# [What to produce]
How many lines in the material below contain the word "turbine"? Give only the number.

start Input

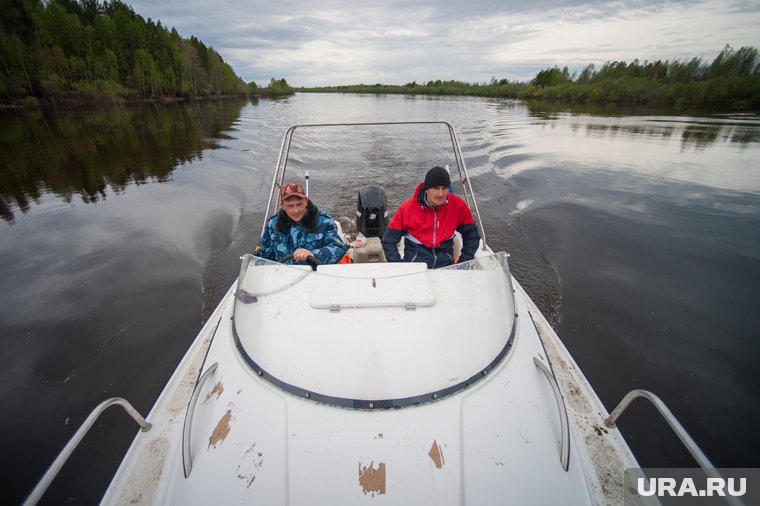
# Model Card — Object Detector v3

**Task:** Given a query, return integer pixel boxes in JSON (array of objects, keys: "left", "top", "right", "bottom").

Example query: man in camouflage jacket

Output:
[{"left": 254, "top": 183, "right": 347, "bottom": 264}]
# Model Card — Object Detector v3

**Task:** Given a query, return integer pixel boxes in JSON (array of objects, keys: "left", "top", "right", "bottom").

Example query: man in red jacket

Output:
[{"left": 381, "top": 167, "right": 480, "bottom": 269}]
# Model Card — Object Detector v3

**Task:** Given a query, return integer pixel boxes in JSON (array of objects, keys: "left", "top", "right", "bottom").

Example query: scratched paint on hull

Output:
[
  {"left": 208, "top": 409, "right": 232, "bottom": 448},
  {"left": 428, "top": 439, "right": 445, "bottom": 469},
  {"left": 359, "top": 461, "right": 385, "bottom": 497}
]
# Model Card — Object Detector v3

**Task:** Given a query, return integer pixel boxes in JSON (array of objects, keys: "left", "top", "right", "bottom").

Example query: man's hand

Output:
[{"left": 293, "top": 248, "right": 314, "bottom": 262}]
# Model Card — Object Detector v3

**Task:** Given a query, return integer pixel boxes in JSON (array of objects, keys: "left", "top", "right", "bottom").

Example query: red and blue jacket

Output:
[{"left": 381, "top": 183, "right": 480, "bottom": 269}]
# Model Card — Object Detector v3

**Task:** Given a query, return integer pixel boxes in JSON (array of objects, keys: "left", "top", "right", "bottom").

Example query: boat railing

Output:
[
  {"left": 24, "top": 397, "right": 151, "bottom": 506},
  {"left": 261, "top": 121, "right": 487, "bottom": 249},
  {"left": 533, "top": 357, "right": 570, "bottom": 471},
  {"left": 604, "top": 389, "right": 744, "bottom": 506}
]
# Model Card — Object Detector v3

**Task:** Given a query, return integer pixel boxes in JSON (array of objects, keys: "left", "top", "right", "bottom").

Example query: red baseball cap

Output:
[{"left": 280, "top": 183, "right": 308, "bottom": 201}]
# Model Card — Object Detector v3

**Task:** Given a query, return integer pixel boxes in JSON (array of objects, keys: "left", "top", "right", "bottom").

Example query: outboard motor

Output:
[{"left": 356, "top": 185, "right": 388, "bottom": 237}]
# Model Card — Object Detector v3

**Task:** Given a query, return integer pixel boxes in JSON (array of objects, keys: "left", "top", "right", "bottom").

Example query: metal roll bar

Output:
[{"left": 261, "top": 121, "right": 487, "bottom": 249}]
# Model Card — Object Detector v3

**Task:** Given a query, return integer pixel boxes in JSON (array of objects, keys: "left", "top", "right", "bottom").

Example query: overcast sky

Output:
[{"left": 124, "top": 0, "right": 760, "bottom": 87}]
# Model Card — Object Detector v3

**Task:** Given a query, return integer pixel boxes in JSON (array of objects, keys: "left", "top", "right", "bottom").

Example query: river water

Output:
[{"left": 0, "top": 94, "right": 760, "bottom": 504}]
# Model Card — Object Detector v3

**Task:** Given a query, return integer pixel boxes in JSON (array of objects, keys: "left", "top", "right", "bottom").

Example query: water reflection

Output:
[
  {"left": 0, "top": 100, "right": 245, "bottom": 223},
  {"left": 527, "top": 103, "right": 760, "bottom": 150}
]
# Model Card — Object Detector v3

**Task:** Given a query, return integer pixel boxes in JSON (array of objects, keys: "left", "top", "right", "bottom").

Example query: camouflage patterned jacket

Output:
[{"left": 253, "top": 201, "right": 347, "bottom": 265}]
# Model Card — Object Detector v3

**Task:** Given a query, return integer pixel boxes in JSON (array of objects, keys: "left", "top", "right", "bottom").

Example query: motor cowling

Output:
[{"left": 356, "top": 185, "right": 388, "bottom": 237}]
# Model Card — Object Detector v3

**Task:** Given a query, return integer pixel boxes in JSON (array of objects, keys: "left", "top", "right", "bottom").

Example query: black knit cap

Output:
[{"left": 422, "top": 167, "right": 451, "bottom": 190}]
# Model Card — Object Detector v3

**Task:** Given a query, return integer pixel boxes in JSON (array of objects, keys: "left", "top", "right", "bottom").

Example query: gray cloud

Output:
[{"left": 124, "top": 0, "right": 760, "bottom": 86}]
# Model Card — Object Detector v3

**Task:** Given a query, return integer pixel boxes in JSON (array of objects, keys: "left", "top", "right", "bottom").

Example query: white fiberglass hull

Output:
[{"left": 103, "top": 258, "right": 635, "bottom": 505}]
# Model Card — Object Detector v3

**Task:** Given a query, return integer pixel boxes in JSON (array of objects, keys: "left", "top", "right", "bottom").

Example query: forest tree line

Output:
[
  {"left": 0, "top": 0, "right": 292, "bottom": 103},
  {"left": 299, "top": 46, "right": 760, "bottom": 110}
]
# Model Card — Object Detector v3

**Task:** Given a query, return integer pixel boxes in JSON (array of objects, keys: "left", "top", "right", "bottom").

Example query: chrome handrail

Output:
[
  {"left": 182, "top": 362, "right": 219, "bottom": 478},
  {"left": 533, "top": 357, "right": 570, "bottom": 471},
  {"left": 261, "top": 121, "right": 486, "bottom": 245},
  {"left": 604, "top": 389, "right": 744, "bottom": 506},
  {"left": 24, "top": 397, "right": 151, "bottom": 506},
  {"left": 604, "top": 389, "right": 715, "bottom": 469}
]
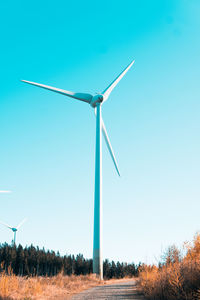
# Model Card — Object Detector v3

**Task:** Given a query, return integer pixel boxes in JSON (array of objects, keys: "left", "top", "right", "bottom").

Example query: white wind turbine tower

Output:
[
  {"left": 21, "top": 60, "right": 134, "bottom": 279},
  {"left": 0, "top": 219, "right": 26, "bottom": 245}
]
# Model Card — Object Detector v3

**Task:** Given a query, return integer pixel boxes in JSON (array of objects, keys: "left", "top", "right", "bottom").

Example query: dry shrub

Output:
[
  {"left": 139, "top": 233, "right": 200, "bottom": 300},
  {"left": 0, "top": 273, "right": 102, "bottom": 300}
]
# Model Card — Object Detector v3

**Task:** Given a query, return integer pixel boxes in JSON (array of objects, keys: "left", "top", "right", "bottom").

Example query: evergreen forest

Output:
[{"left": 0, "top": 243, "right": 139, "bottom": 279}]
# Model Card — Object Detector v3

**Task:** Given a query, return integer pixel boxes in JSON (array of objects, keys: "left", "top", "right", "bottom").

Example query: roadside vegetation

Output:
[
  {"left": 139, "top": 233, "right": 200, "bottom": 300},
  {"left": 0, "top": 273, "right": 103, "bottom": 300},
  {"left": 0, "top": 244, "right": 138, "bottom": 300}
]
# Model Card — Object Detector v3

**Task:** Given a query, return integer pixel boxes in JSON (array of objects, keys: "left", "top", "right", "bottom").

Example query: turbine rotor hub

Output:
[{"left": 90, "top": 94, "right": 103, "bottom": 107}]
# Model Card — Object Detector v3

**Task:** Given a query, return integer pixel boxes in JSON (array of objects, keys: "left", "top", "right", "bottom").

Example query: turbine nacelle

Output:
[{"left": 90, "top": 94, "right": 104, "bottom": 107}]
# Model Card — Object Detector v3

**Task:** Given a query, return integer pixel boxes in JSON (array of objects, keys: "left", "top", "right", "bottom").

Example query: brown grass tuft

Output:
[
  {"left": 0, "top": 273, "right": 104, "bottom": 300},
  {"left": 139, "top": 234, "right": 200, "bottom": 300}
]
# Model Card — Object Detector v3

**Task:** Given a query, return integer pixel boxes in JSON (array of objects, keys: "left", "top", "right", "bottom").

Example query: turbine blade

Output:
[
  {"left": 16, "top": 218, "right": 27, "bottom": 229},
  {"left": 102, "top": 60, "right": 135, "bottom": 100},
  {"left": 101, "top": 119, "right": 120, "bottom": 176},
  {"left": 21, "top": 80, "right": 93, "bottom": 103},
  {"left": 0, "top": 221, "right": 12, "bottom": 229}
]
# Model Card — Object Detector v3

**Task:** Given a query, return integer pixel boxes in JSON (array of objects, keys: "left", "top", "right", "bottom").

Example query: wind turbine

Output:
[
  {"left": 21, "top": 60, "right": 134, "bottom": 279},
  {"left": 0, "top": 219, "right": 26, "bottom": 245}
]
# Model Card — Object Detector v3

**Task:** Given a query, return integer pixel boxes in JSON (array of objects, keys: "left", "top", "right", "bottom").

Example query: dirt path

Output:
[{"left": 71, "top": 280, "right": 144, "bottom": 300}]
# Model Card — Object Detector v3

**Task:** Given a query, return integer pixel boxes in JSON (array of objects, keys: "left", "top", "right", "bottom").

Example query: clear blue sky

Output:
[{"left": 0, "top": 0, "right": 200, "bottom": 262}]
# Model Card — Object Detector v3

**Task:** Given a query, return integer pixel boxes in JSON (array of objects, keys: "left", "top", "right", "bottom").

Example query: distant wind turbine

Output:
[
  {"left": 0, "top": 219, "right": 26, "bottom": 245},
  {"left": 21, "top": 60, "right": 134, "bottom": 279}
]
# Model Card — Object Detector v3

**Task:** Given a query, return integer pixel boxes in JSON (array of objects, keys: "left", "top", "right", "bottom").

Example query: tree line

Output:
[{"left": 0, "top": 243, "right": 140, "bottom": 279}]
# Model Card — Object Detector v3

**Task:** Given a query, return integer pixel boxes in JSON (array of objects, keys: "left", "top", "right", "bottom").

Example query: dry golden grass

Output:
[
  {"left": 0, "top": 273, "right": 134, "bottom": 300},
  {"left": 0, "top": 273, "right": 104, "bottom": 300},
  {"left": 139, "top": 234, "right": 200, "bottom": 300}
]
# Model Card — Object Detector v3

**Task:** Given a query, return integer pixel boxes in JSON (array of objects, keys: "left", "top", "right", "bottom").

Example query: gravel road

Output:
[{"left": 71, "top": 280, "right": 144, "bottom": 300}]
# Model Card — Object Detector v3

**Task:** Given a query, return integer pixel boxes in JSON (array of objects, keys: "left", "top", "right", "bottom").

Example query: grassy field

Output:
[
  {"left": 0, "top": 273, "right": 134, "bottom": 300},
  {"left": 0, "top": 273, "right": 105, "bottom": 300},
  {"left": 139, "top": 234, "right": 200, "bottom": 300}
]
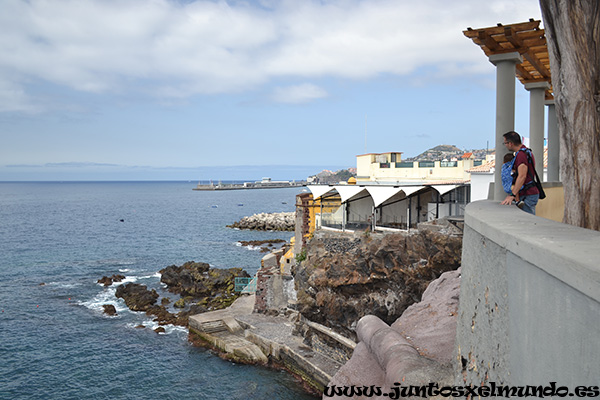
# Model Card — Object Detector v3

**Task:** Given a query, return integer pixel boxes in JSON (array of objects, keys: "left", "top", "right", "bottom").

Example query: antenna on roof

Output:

end Input

# [Answer below]
6